● **DATASET ENTRIES**

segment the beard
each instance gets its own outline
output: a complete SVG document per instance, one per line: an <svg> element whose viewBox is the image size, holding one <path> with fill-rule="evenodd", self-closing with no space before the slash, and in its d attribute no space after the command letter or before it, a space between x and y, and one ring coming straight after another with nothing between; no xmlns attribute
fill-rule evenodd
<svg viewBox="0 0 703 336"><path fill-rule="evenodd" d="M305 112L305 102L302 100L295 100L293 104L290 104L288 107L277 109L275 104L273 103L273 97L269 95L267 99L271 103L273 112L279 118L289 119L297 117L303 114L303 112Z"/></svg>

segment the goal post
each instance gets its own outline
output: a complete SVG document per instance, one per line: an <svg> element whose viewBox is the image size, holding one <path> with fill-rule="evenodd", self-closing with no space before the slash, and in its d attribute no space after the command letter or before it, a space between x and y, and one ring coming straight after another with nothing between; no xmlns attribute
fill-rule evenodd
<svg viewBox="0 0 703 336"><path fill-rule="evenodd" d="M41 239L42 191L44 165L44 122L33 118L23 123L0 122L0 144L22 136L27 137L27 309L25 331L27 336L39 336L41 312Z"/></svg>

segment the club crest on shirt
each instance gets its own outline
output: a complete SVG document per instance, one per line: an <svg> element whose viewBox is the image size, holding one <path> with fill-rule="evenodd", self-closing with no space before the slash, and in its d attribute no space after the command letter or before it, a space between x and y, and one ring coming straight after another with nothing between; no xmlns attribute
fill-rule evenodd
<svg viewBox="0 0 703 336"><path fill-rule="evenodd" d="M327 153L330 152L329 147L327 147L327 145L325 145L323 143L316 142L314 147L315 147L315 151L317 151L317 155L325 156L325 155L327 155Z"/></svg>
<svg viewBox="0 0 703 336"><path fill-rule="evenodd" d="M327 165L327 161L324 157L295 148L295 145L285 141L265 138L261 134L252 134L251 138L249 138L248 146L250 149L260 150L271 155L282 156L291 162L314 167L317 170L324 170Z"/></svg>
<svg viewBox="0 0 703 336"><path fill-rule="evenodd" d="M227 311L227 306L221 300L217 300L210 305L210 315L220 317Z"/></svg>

● **EXERCISE**
Word for word, restate all of the entries.

● **SOLUTION**
segment the beard
each instance gets its own outline
output: a complete SVG document per instance, one per line: an <svg> element whose viewBox is the image size, holding one <path> with fill-rule="evenodd", self-closing with no space before the slash, and in its d attribute no space after the command letter or before it, a space between x and y, and one ring coming straight after another with nothing between; no xmlns attribute
fill-rule evenodd
<svg viewBox="0 0 703 336"><path fill-rule="evenodd" d="M305 112L305 102L302 100L295 100L293 104L290 104L288 107L277 109L275 104L273 103L273 97L269 95L267 99L271 103L273 112L279 118L289 119L297 117L303 114L303 112Z"/></svg>

segment the goal post
each instance gets its own outline
output: a complete SVG document per instance, one per line: an <svg> element whose viewBox is the image size, holding one <path> with fill-rule="evenodd", self-closing with no space before the slash, and in its d attribute no space after the command letter or before it, a space between x and y, and one ring coming straight after another with nothing between; no xmlns attribute
fill-rule evenodd
<svg viewBox="0 0 703 336"><path fill-rule="evenodd" d="M41 239L42 191L44 165L44 122L33 118L23 123L0 122L0 144L22 136L27 137L27 309L25 331L27 336L39 336L41 312Z"/></svg>

segment the club crest on shirt
each instance gets its own outline
output: a complete SVG document per instance, one per line: an <svg> element whose viewBox is the image size, holding one <path> with fill-rule="evenodd", self-closing with no space before the slash, and in its d attribute no space after the command letter or before it, a space between x and y, and one ring coming straight after another with nothing between; no xmlns attribute
fill-rule evenodd
<svg viewBox="0 0 703 336"><path fill-rule="evenodd" d="M327 153L330 152L329 147L327 147L327 145L325 145L323 143L316 142L314 147L315 147L315 151L317 151L317 155L325 156L325 155L327 155Z"/></svg>
<svg viewBox="0 0 703 336"><path fill-rule="evenodd" d="M327 165L327 161L324 157L295 148L295 145L285 141L265 138L261 134L252 134L251 138L249 138L248 146L250 149L260 150L271 155L282 156L291 162L314 167L317 170L324 170Z"/></svg>
<svg viewBox="0 0 703 336"><path fill-rule="evenodd" d="M227 311L227 306L221 300L217 300L210 305L210 315L220 317Z"/></svg>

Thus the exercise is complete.